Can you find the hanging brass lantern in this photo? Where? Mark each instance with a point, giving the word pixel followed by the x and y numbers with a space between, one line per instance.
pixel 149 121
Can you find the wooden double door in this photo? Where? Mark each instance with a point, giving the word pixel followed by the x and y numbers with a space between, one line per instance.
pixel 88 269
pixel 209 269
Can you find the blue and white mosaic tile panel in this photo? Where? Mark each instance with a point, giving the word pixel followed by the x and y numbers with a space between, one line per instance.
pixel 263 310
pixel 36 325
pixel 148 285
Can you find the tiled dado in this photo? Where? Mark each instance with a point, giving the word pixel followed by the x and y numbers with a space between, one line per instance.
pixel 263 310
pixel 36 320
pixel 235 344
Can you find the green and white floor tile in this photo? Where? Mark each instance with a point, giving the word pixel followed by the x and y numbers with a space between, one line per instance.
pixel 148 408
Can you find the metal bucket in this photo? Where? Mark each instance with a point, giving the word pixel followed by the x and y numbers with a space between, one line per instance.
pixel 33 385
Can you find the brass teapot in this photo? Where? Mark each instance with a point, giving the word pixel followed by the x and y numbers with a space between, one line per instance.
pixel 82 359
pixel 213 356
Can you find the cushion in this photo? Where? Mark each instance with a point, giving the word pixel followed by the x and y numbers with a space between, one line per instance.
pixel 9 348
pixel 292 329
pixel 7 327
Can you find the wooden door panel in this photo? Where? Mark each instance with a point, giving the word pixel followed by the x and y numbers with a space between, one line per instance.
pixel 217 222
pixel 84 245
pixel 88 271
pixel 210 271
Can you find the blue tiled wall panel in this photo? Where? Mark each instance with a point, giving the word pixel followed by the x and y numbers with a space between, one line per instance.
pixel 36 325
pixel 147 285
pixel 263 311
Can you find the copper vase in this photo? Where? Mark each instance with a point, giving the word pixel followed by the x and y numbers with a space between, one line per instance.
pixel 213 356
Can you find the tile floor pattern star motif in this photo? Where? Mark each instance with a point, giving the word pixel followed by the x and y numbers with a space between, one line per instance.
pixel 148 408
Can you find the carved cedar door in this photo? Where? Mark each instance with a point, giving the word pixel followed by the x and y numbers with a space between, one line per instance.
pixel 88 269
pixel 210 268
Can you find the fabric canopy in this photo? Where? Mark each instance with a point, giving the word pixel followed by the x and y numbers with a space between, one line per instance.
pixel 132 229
------------------------------------------------------------------------
Task details
Copy the entire listing above line for line, changing nothing.

Correct response
Can you find the hanging brass lantern in this photo? Where? Mark each instance with a point, giving the word pixel followed by the x and y numbers with a space between, one line per instance.
pixel 149 121
Can you find the wooden double door in this photo? Where? Mark each instance with a point, giving the word pixel followed by the x and y numbers with a space between, one line per instance.
pixel 88 269
pixel 209 269
Can you find the blue and white mosaic tile panel in this photo? Where? Mark each instance with a point, giving the word pixel followed by the x and y numbers with a space between, one line per instance.
pixel 263 310
pixel 36 325
pixel 148 285
Can you find the tiled dado in this photo? Where? Mark each instance with a point, giving the word pixel followed by the x and y numbers with a space between, one line per instance.
pixel 263 310
pixel 36 320
pixel 235 344
Can you find the green and white floor tile in this photo? Where? Mark each instance with a point, giving the word pixel followed by the x and y numbers with a space between, one line per instance.
pixel 148 408
Can you find the metal bucket in this photo? Where? Mark each instance with a point, giving the word pixel followed by the x and y numbers with a space between, one line per instance.
pixel 33 385
Can you find the brass teapot in this photo? Where? Mark each instance with a point, giving the word pixel followed by the x and y numbers with a space between, one line per instance.
pixel 82 359
pixel 213 356
Can you find the cushion in this photo? Where? Mark each instance with a point, giving the word pixel followed by the x and y numbers with a space between, one line per instance.
pixel 9 348
pixel 292 329
pixel 7 327
Can you find the wooden door panel in this photo? Where? Mark each instance with a point, giving the word pixel followed by the x and y numbers with a space between, one line per instance.
pixel 217 222
pixel 84 245
pixel 88 271
pixel 210 271
Can you find the blue tiled wall panel in this photo? Where? Mark each instance with a point, giving the word pixel followed by the x and y numbers with a space between, one line per instance.
pixel 36 325
pixel 147 285
pixel 263 311
Can you find the copper vase in this photo? Where? Mark each instance with a point, giving the word pixel followed by the x and y numbers with a space between, one line per instance.
pixel 213 356
Can you find the tile floor pattern star motif in this photo? Where? Mark each instance with a point, giving the word pixel followed by the x and y numbers with a space between, one line per instance.
pixel 148 408
Can you find the carved cedar door in this photo? Where? Mark each instance with a point, giving the word pixel followed by the x and y numbers with a space between, one line per instance.
pixel 88 269
pixel 210 268
Can you find the fabric canopy in this photo? Where? Mark each instance with a point, giving the word pixel followed by the x and y numbers with a space between, one line per instance.
pixel 132 229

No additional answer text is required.